● PROBLEMS TO SOLVE
1) List every person named in the cooking show recap.
2) In the cooking show recap, how much time do the contestants get to cook the seafood?

● TEXT TO READ
------------------------------
Gary’s hurt his leg, so Matt is on hand to welcome the boys to the kitchen. The safe contestants are lined up on the balcony as usual – I really hope Aaron positions himself over Matt and drops something at his head. We get the big intro to the guest chef, but since we’ve known that it’s Rick Stein for at least 24 hours, it’s just grating, pompous blah blah blah.
The seafood platter is revealed and the “little man” beside Jimmy is, indeed, beaming. Neither Jimmy nor Matthew looks to be confident. Rick goes through all the seafood carefully, after which George says, redundantly “there’s lot of different seafoods here”. Well, yes. Fifteen elements, to be precise. Matt prompts Rick to reveal that it would be $300-$350 worth of seafood and “it would be a travesty” to mess it up. Our losers have two hours to do just that. Fireball.
Jimmy is planning not to panic, which is a damn good approach. They’re getting their nage on, or “stock” as Marion dumbs down for us. She’s concerned that Jimmy’s not onto his crab yet, as are George and Rick, particularly since he’s been a little too precise chopping his veg for the nage… I mean stock.
------------------------------
● STORED ROWS
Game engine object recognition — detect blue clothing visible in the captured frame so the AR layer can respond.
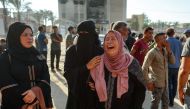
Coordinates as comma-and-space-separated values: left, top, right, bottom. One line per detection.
167, 37, 182, 68
38, 32, 47, 52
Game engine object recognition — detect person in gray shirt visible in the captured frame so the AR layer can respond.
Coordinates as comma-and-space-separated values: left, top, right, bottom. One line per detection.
50, 26, 63, 72
177, 38, 190, 109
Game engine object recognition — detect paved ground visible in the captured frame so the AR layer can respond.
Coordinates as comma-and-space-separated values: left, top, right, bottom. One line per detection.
50, 72, 182, 109
0, 37, 182, 109
48, 38, 182, 109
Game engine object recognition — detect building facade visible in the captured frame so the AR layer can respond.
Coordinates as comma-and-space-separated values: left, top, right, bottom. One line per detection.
58, 0, 127, 33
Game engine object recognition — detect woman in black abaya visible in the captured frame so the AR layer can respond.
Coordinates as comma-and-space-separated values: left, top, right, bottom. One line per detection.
64, 21, 103, 109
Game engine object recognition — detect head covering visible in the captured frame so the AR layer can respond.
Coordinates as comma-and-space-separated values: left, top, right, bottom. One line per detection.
76, 20, 103, 65
7, 22, 39, 63
77, 20, 96, 33
183, 29, 190, 34
90, 30, 133, 101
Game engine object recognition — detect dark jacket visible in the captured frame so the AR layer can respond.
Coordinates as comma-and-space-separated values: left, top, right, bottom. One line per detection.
64, 46, 103, 109
0, 52, 52, 109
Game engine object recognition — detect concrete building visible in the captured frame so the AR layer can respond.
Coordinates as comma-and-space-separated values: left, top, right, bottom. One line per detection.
58, 0, 127, 33
127, 14, 145, 32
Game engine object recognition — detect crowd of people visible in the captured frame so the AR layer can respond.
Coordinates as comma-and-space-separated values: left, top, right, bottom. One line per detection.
0, 20, 190, 109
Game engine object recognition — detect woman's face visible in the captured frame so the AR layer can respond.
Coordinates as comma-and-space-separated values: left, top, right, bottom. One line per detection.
20, 28, 33, 48
104, 32, 119, 57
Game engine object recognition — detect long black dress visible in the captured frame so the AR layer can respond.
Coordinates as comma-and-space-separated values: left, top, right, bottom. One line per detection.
64, 46, 101, 109
97, 59, 145, 109
0, 52, 52, 109
64, 20, 103, 109
0, 22, 52, 109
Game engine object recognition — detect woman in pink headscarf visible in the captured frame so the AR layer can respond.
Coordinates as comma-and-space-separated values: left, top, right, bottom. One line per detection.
90, 30, 143, 109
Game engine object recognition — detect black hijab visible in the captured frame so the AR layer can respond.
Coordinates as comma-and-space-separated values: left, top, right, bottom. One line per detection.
7, 22, 39, 64
77, 20, 103, 65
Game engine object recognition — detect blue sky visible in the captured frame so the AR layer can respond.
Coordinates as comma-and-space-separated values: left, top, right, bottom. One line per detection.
0, 0, 190, 23
127, 0, 190, 23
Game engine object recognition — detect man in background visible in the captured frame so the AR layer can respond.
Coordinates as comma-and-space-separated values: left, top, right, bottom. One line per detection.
166, 28, 182, 107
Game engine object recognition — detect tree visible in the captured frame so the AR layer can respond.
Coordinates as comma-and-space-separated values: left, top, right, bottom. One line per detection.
32, 11, 43, 26
48, 11, 56, 26
9, 0, 31, 21
0, 0, 8, 33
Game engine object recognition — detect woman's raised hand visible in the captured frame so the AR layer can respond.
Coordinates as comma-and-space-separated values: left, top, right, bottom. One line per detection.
86, 56, 101, 70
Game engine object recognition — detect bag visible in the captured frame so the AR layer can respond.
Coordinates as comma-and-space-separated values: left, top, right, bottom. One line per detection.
185, 78, 190, 96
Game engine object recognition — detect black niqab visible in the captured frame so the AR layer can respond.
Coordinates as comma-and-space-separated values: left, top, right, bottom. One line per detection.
77, 20, 103, 65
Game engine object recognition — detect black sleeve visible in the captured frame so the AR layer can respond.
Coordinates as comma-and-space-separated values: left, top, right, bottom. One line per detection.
0, 53, 25, 105
64, 46, 89, 94
37, 61, 53, 108
128, 59, 145, 85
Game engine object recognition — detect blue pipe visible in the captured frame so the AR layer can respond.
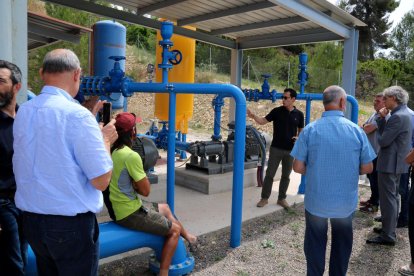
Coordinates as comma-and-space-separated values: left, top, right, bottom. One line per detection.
127, 81, 246, 248
180, 132, 187, 160
211, 96, 224, 141
26, 222, 194, 275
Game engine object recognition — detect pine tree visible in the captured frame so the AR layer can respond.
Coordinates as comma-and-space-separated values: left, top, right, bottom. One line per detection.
339, 0, 399, 61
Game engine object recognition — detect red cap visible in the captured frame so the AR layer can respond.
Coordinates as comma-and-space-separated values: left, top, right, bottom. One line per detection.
115, 112, 136, 132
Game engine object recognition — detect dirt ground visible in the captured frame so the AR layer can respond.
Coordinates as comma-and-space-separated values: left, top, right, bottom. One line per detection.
99, 186, 410, 276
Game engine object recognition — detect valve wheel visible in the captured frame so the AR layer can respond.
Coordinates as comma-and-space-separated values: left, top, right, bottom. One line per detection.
168, 50, 183, 65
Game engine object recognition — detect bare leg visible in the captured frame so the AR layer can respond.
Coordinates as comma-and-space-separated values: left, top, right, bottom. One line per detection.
158, 203, 197, 244
160, 222, 181, 276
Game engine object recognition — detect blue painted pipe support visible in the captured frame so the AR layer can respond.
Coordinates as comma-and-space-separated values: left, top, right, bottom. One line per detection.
80, 22, 246, 247
211, 96, 224, 141
122, 79, 246, 247
180, 132, 187, 160
26, 222, 194, 276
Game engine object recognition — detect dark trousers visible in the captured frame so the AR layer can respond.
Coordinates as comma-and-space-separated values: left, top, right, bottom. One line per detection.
398, 169, 410, 224
262, 147, 293, 199
378, 172, 401, 241
408, 169, 414, 264
304, 211, 354, 276
367, 158, 379, 206
23, 212, 99, 276
0, 198, 27, 275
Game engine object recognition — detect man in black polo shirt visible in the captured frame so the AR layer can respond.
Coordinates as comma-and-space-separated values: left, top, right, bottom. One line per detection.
0, 60, 27, 275
247, 88, 304, 209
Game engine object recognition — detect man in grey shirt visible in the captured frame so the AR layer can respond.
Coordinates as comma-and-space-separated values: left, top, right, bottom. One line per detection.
359, 93, 390, 213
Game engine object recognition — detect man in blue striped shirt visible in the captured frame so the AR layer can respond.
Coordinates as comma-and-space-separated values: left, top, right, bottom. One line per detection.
291, 86, 376, 275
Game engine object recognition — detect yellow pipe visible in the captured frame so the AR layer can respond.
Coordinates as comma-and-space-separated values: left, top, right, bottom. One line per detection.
154, 24, 195, 134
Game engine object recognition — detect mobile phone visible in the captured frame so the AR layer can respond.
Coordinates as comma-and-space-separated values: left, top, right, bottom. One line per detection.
102, 103, 112, 125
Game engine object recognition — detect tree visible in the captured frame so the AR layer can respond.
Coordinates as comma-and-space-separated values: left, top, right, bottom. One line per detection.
339, 0, 399, 61
390, 11, 414, 61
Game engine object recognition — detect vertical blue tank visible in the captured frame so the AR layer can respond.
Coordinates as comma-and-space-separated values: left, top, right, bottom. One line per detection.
91, 20, 126, 109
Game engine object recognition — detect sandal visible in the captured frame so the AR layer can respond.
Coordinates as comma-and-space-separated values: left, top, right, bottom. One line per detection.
398, 264, 414, 276
359, 204, 378, 213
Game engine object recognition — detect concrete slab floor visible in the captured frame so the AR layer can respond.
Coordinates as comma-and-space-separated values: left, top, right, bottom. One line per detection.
99, 168, 303, 264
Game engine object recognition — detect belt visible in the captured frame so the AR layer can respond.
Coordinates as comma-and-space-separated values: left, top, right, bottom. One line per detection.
0, 191, 16, 199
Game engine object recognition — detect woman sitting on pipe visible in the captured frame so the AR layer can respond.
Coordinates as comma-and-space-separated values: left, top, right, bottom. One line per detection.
109, 112, 197, 275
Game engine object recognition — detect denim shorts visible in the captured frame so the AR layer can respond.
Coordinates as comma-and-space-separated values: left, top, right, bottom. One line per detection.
116, 202, 172, 236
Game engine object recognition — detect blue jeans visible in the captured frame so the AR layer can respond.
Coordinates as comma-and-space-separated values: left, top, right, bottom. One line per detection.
23, 212, 99, 276
398, 170, 410, 224
304, 211, 354, 276
367, 158, 379, 206
0, 198, 27, 275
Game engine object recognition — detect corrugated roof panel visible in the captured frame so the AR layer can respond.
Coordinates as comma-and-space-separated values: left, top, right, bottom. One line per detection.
47, 0, 364, 48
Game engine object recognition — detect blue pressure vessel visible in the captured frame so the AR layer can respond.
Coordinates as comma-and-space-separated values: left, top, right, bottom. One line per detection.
91, 20, 126, 109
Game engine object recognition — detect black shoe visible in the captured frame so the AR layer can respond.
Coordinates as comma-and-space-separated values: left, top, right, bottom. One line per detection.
397, 221, 408, 228
374, 216, 382, 222
367, 236, 395, 246
373, 227, 382, 234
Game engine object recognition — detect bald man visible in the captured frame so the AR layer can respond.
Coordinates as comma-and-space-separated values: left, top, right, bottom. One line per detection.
13, 49, 117, 275
291, 85, 376, 275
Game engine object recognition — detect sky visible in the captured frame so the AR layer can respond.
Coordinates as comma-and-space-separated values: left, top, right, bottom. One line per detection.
328, 0, 414, 29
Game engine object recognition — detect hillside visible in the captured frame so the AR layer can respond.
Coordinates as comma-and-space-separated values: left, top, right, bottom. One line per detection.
126, 46, 374, 137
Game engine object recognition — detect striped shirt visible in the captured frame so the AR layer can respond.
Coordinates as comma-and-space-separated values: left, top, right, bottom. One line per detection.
291, 111, 376, 218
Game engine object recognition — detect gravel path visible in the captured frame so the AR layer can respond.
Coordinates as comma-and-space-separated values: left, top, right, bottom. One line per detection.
100, 187, 410, 276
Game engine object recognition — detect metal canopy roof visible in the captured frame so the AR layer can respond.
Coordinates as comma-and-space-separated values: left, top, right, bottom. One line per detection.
43, 0, 365, 49
27, 11, 92, 51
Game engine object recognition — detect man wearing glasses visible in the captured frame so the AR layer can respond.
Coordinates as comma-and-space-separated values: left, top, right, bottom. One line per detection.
367, 86, 412, 246
247, 88, 304, 209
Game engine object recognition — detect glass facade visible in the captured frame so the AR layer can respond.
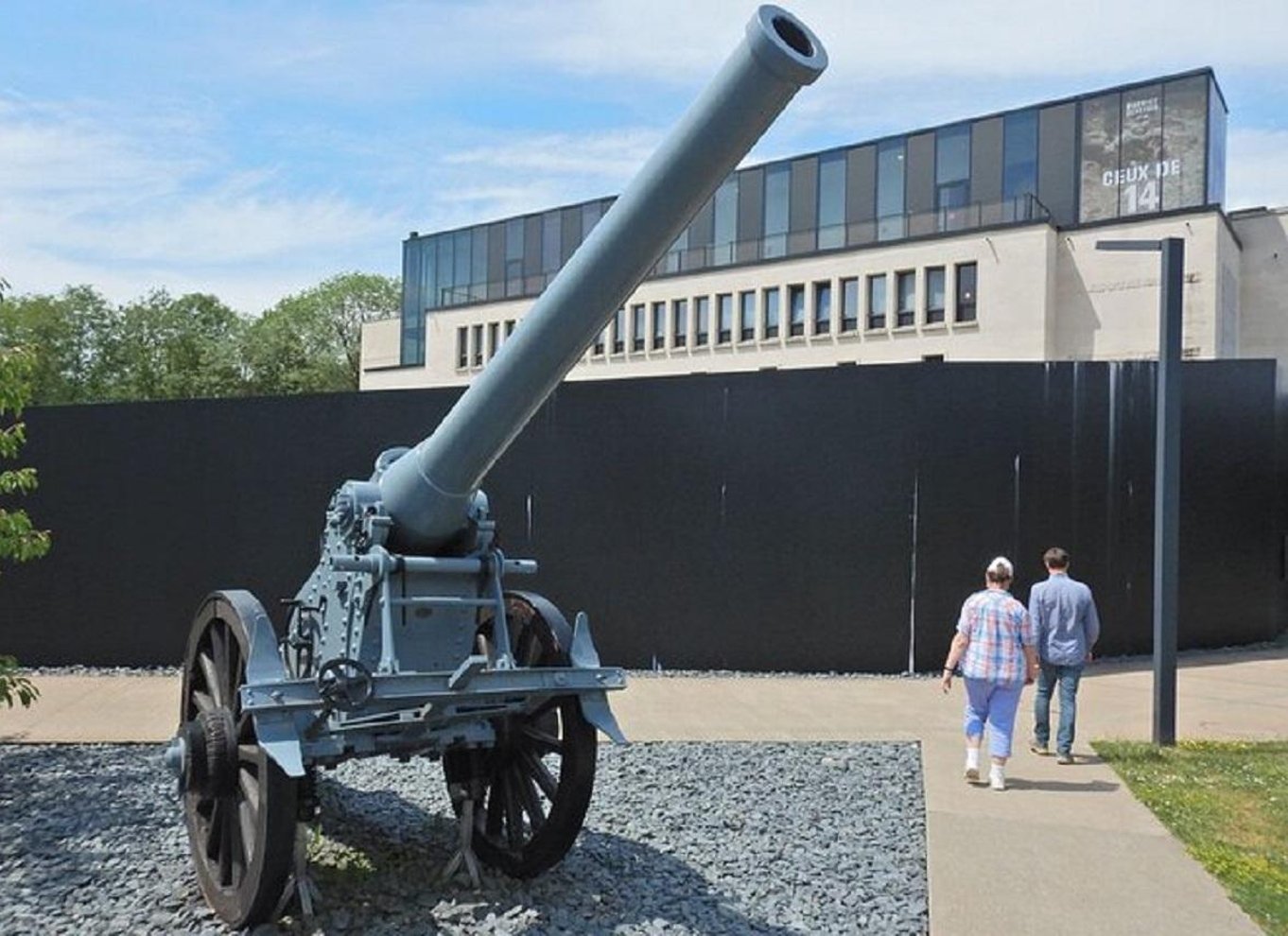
------------------------------
● RESPONSES IN ORDER
1) Gary, Matt, Aaron, Rick Stein, Jimmy, Matthew, George, Marion

2) Two hours.